== Set problem ==
Put the listing from its start through the line containing "0 63 L 32 49" into a two-column CSV with the columns request and response, one row per request. Place each request's text and its answer in a single quoted field each, with line breaks replaced by spaces.

== Saved data entries ==
────
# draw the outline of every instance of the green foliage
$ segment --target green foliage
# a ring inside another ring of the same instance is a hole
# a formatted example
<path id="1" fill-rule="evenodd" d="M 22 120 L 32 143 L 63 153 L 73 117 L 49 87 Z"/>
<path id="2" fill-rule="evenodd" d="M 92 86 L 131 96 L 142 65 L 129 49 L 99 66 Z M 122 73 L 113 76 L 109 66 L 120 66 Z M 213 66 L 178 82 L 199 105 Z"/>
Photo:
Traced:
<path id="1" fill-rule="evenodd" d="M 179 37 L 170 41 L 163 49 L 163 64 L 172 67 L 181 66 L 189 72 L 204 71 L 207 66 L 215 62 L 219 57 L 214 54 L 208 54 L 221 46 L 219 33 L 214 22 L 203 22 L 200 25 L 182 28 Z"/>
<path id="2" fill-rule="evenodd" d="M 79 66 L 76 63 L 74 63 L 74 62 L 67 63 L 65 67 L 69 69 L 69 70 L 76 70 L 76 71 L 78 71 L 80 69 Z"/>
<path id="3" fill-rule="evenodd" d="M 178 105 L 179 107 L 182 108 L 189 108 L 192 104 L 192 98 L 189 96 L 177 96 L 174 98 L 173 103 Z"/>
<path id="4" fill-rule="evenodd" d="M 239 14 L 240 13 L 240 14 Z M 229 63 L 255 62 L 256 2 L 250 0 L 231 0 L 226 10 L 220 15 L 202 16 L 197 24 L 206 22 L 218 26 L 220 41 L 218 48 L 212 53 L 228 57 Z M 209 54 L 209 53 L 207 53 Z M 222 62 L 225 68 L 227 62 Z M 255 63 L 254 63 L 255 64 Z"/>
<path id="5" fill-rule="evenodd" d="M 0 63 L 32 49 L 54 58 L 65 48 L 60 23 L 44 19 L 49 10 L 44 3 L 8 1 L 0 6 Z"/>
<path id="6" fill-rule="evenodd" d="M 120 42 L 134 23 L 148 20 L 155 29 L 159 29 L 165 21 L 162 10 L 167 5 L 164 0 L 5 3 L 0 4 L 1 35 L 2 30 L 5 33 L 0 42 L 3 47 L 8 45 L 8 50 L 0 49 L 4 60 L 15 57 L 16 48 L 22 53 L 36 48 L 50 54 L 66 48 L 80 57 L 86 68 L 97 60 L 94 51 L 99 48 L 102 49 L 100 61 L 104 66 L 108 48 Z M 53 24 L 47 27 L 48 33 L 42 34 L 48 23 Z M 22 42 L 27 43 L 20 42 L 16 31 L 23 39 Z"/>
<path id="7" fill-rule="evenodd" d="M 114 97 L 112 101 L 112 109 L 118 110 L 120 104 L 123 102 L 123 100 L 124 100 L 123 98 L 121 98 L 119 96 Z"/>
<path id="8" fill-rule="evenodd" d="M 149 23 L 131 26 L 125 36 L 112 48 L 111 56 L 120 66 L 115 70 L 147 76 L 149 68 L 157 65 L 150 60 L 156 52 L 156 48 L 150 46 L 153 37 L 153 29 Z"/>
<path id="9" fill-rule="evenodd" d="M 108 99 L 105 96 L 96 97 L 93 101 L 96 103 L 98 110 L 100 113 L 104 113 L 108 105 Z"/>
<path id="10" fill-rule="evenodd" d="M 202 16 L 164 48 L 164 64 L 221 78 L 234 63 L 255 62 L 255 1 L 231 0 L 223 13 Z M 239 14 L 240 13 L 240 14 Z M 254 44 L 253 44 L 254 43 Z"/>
────
== Written solution ==
request,response
"# draw the outline of every instance of the green foliage $ segment --target green foliage # a ring inside another ring of the same instance is a hole # a formatted example <path id=""1"" fill-rule=""evenodd"" d=""M 22 120 L 32 143 L 63 153 L 73 117 L 49 87 Z""/> <path id=""2"" fill-rule=""evenodd"" d=""M 92 86 L 131 96 L 142 65 L 129 49 L 99 66 Z M 122 73 L 113 76 L 109 66 L 120 66 Z M 213 66 L 178 82 L 199 105 Z""/> Photo: Traced:","<path id=""1"" fill-rule=""evenodd"" d=""M 179 37 L 170 41 L 163 49 L 163 64 L 172 67 L 181 66 L 189 72 L 204 71 L 207 66 L 215 62 L 219 57 L 214 54 L 208 54 L 221 46 L 219 33 L 214 22 L 203 22 L 200 25 L 182 28 Z""/> <path id=""2"" fill-rule=""evenodd"" d=""M 79 66 L 76 63 L 74 63 L 74 62 L 67 63 L 65 67 L 69 69 L 69 70 L 76 70 L 76 71 L 78 71 L 80 69 Z""/> <path id=""3"" fill-rule=""evenodd"" d=""M 178 105 L 179 107 L 182 108 L 189 108 L 192 104 L 192 98 L 189 96 L 177 96 L 174 98 L 173 103 Z""/> <path id=""4"" fill-rule=""evenodd"" d=""M 239 14 L 240 13 L 240 14 Z M 229 63 L 255 62 L 256 2 L 250 0 L 231 0 L 226 10 L 220 15 L 202 16 L 197 24 L 206 22 L 218 26 L 220 41 L 218 48 L 212 53 L 228 57 Z M 209 54 L 209 53 L 207 53 Z M 222 62 L 225 68 L 227 62 Z M 255 63 L 254 63 L 255 64 Z""/> <path id=""5"" fill-rule=""evenodd"" d=""M 0 63 L 32 49 L 54 58 L 65 48 L 60 23 L 44 19 L 49 10 L 44 3 L 8 1 L 0 6 Z""/>"